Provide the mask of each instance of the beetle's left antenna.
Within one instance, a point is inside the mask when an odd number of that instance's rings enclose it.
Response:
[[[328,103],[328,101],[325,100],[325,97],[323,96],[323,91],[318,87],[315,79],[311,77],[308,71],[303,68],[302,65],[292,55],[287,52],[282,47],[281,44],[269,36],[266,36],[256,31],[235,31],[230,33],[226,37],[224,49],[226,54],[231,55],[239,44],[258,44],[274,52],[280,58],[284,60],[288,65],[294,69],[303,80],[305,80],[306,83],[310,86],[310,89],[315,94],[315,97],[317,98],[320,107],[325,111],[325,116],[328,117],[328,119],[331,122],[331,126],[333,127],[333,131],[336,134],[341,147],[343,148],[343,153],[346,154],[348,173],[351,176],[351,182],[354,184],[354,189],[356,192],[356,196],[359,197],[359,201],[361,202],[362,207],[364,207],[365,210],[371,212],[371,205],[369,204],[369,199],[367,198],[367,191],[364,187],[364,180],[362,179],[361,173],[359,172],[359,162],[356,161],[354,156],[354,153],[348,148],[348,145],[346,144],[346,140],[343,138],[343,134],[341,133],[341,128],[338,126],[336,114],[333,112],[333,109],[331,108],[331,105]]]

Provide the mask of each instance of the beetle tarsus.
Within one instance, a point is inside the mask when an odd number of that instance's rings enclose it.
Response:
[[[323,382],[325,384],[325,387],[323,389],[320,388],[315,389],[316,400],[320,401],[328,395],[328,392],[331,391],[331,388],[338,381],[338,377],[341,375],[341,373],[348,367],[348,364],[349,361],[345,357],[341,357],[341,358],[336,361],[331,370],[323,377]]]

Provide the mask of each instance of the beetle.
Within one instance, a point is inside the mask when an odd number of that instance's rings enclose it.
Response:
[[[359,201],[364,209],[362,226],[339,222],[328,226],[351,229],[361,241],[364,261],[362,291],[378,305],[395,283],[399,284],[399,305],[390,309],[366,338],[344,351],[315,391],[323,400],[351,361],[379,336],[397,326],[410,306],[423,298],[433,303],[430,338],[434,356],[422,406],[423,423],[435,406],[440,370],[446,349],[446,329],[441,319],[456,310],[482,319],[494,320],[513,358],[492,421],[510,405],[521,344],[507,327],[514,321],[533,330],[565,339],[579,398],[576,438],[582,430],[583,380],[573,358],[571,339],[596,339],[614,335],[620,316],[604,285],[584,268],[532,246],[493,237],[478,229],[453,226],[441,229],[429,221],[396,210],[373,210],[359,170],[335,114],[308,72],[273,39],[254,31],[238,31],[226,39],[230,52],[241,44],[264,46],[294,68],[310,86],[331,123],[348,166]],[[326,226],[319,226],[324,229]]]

──────────────────────────────

(TASK GOAL): Reproduce all of the data above, line for line, with no changes.

(TASK RESPONSE):
Provide the mask of each instance of the beetle's left antenna.
Within one instance, a point is inside the mask when an odd number of that instance's rings enclose it.
Response:
[[[328,103],[328,101],[325,100],[325,97],[323,96],[323,91],[318,87],[315,79],[311,77],[308,71],[303,68],[302,65],[292,55],[287,52],[282,47],[281,44],[269,36],[266,36],[256,31],[235,31],[230,33],[226,37],[224,49],[226,54],[231,55],[239,44],[258,44],[274,52],[280,58],[284,60],[288,65],[294,69],[303,80],[305,80],[306,83],[310,86],[310,89],[315,94],[315,97],[317,98],[320,107],[325,111],[325,116],[328,117],[328,119],[331,122],[331,126],[333,127],[333,131],[336,134],[341,147],[343,148],[343,153],[346,154],[348,173],[351,176],[351,182],[354,184],[354,189],[356,192],[356,196],[359,197],[359,201],[361,202],[362,207],[364,207],[365,210],[371,212],[371,205],[369,204],[369,199],[367,198],[367,191],[364,187],[364,180],[362,179],[361,173],[359,172],[359,162],[356,161],[354,156],[354,153],[348,148],[348,145],[346,144],[346,140],[343,138],[343,134],[341,133],[341,128],[338,126],[336,114],[333,112],[333,109],[331,108],[331,105]]]

Provide the mask of each instance of the beetle tarsus.
Within one instance, a point is inside the mask when an odd number of that instance's rings enclose it.
Response:
[[[323,382],[325,384],[325,387],[323,389],[320,388],[315,389],[316,400],[320,401],[328,395],[328,392],[331,391],[331,388],[338,381],[338,377],[341,375],[341,373],[348,367],[348,364],[349,361],[345,357],[341,357],[341,358],[336,361],[331,370],[323,377]]]

Provide the mask of each instance of the beetle.
Within one instance, a point is inside the mask when an odd number of that instance's rings enclose it.
Response:
[[[359,201],[364,209],[362,226],[339,222],[328,226],[351,229],[361,241],[364,261],[362,291],[378,305],[395,283],[399,284],[399,305],[390,309],[366,338],[344,351],[315,391],[323,400],[351,361],[379,336],[397,326],[410,306],[423,298],[433,303],[430,338],[434,356],[422,406],[423,423],[435,406],[440,370],[446,349],[446,329],[441,319],[456,310],[482,319],[494,320],[513,358],[492,421],[510,405],[521,344],[507,327],[514,321],[533,330],[565,339],[579,398],[576,438],[582,430],[583,380],[573,358],[571,339],[596,339],[614,335],[620,316],[604,285],[584,268],[532,246],[493,237],[478,229],[453,226],[441,229],[429,221],[396,210],[373,210],[359,170],[335,114],[308,72],[273,39],[254,31],[238,31],[226,39],[230,52],[241,44],[264,46],[294,68],[310,86],[331,123],[348,166]],[[326,226],[319,226],[324,229]]]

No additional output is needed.